### Passage provided
The next morning, Jeff, heads back to Fort Leavenworth. He stops at the Chadwick farm to give the family news about their son John. Chadwick’s mother is eager to hear about her son, but the rest of the family remains aloof, “as though [Jeff] had persuaded Chadwick to join up” (50). When Jeff arrives at the Gardner home, he discovers that David Gardner, “his face dirty and tear-begrimed, and his clothing torn” (51), has just arrived. Mrs. Gardner tells him angrily, “You walked sixty miles away from me to enlist and now you come crawlin’ back to tell me thet you’re tired of it and thet you wanta come back home. Well it’s too late now to come back home. You’re in the army. That’s what you always wanted, so go on back to the army” (51). Gardner insists that he’ll run away and live in the hills before he will go back, but his mother scoffs that he would never survive. Gardner begs his mother again, but she insists that he must return. She offers him breakfast and a change of clothes, but then Jeff and Gardner are on the road once again.
A week later, Jeff’s company packs up and begins “the long battle march from Fort Leavenworth to Springfield, Missouri” (54). Awakened at three in the morning, Jeff lines up with the rest of the volunteers from Kansas, eager to take part in “the real thing” (54). When the company reaches Grand River, they will join General Nathanial Lyon, and “their combined force of a little more than five thousand men was the only Federal command between Rolla and the new state of Kansas, representing the forlorn hopes of all the Union people in that vast area” (54-55). In Springfield, Lyon will lead the men against the 10,000-strong rebel force. If the Union army loses Missouri, the southerners will take “its rich middle portion from which valuable supplies could be had and thousands of men recruited for the rebel cause” (55). Finally, just after dawn, after the cavalry receives orders to mount their horses, the infantry begins to march.

### Work required
Extend the plot summary about Jeff's return to Fort Leavenworth and the march toward Springfield, picking up after its final sentence.

[Coordinate annotation entries]
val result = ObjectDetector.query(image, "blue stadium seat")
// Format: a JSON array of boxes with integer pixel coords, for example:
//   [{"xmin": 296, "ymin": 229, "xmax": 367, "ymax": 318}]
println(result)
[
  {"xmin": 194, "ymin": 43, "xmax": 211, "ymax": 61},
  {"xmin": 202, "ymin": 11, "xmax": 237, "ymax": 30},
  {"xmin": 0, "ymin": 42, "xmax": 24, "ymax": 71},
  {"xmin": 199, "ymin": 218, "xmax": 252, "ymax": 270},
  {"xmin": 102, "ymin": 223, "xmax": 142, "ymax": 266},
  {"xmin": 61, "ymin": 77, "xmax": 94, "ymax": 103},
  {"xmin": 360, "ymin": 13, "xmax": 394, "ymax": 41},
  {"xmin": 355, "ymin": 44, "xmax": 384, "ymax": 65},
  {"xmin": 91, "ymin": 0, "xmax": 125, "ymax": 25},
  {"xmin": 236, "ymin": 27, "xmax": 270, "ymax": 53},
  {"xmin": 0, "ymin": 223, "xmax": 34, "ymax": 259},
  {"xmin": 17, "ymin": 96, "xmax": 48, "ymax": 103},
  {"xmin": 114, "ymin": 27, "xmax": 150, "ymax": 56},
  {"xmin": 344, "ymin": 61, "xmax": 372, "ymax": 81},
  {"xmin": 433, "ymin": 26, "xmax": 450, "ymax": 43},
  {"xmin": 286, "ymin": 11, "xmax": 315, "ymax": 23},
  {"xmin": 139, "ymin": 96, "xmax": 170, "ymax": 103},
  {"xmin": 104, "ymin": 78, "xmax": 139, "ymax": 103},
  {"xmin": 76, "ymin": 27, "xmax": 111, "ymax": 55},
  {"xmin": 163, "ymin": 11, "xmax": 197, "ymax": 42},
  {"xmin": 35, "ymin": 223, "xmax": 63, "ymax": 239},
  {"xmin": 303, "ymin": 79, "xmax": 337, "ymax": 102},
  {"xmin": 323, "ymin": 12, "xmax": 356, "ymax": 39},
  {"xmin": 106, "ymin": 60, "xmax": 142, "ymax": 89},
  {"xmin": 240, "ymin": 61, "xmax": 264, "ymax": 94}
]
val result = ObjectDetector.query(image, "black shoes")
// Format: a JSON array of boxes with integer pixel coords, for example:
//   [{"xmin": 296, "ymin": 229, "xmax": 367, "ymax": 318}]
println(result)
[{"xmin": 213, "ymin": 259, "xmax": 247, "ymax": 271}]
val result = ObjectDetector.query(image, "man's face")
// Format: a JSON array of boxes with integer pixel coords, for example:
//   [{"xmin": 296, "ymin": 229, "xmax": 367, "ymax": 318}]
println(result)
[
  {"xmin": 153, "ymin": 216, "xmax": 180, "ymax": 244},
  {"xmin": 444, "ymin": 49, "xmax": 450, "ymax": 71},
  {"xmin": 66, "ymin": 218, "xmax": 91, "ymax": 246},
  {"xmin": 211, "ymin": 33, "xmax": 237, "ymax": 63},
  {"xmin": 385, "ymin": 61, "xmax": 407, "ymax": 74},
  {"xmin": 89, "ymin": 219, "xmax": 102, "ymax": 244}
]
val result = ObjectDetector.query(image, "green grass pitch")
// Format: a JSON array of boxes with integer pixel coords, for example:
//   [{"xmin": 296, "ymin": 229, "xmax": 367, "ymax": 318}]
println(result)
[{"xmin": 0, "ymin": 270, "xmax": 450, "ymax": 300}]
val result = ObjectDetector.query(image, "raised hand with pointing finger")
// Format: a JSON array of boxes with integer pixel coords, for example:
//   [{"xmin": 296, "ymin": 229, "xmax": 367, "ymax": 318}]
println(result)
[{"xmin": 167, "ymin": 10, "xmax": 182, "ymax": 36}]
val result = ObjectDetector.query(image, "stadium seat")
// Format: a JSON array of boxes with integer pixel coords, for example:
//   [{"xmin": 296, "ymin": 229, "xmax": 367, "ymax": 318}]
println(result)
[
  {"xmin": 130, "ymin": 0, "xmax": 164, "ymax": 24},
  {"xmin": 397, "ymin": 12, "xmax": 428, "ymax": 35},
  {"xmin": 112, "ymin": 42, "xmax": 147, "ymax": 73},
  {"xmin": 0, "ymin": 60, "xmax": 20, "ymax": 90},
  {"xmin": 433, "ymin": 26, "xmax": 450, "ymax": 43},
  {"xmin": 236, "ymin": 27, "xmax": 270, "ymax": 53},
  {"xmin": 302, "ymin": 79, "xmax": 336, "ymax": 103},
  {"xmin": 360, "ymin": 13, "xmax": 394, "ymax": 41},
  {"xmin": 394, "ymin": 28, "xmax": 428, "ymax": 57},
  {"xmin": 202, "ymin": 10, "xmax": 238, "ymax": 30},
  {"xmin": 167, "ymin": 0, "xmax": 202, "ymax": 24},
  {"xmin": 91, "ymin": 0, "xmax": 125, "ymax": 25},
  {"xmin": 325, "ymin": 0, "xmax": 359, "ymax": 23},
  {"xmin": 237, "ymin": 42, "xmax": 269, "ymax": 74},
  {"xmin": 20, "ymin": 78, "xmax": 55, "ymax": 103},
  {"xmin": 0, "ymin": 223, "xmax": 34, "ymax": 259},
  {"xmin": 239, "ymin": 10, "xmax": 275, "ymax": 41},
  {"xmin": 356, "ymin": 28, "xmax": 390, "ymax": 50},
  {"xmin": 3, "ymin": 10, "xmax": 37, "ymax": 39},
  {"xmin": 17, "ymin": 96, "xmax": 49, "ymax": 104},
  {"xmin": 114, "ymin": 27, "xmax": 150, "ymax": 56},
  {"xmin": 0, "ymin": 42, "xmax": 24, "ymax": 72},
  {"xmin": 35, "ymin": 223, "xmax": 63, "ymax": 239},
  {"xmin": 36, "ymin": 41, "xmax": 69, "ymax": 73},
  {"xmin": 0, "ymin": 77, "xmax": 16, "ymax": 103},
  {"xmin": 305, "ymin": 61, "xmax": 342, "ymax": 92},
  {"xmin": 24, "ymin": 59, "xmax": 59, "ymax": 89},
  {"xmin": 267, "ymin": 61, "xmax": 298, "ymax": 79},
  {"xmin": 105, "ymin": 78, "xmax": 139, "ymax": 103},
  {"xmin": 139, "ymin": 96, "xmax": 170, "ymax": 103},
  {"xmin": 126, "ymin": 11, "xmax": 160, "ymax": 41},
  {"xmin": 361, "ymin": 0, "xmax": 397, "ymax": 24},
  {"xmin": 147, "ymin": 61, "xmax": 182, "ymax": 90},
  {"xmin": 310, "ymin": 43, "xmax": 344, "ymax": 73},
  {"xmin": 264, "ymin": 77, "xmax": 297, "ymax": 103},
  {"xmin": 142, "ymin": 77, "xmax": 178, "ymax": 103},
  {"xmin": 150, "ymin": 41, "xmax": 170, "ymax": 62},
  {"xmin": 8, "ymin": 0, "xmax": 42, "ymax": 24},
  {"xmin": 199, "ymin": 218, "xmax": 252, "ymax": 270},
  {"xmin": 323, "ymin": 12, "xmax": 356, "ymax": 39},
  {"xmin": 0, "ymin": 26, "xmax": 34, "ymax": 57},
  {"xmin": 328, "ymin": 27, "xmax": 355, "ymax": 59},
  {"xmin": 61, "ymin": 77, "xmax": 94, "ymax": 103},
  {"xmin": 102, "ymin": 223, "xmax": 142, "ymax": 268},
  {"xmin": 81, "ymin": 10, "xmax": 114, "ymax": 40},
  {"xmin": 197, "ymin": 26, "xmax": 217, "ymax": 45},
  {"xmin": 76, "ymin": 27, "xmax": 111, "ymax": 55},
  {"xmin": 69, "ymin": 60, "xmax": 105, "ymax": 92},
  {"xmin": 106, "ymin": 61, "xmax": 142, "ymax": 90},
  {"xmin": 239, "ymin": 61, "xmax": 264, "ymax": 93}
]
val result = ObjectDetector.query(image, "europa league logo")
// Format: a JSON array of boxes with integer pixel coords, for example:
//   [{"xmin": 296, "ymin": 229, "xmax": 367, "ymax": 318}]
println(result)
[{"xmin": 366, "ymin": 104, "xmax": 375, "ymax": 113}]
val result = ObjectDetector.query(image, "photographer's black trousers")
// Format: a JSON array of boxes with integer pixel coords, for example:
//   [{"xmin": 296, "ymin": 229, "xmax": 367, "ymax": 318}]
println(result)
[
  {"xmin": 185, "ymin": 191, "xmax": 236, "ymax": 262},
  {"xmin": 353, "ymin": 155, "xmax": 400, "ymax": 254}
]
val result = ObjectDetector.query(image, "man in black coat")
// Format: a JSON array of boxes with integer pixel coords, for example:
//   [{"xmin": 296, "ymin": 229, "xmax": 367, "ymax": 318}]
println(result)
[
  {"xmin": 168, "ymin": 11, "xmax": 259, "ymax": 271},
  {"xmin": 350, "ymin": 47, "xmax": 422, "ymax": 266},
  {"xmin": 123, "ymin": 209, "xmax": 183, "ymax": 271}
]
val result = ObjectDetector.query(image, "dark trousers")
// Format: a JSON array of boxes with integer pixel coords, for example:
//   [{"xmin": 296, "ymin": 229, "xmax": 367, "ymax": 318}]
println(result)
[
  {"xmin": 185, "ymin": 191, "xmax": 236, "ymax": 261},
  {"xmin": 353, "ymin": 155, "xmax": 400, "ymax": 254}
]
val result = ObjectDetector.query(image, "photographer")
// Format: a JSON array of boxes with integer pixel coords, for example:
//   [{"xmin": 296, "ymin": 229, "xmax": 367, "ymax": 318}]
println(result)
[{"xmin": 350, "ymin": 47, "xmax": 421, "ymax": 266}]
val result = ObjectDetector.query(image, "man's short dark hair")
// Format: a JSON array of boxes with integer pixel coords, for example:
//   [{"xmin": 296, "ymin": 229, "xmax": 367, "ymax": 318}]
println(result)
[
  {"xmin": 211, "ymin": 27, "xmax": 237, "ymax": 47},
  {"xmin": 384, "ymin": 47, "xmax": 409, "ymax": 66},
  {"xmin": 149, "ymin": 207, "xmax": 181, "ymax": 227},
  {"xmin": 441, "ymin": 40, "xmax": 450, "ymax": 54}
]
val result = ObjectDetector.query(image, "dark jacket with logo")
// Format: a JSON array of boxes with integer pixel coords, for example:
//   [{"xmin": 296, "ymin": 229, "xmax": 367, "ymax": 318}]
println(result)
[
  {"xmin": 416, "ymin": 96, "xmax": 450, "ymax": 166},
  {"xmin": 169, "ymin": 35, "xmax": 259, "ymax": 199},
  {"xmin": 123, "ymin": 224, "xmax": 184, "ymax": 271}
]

### Exercise result
Jeff notes that Pete Millholland, the sloppy new sergeant, has been working to improve himself, “but he was an officer and Jeff didn’t like officers” (56). As the sun rises and the day grows hotter, the marching gets more difficult. To one soldier, who states that he can’t go on, Millholland urges, “Sure you can. […] You can always go farther than you think you can” (57). Jeff silently agrees, having discovered in training that “fatigue is mostly mental” (57). At each rest stop, Millholland grabs Jeff’s heavy pack to momentarily ease the burden. The help embarrasses Jeff, who insists that he doesn’t need it. Millholland glares at him, and Jeff accepts his assistance “in resentful silence” (57). The soldiers get hotter and thirstier, gulping from their canteens despite Millholland’s instructions to drink slowly. Three boys in Jeff’s company ignore this advice and end up in ambulances. Three days into the march, Jeff watches incredulously as the company empties an entire well in only 15 minutes.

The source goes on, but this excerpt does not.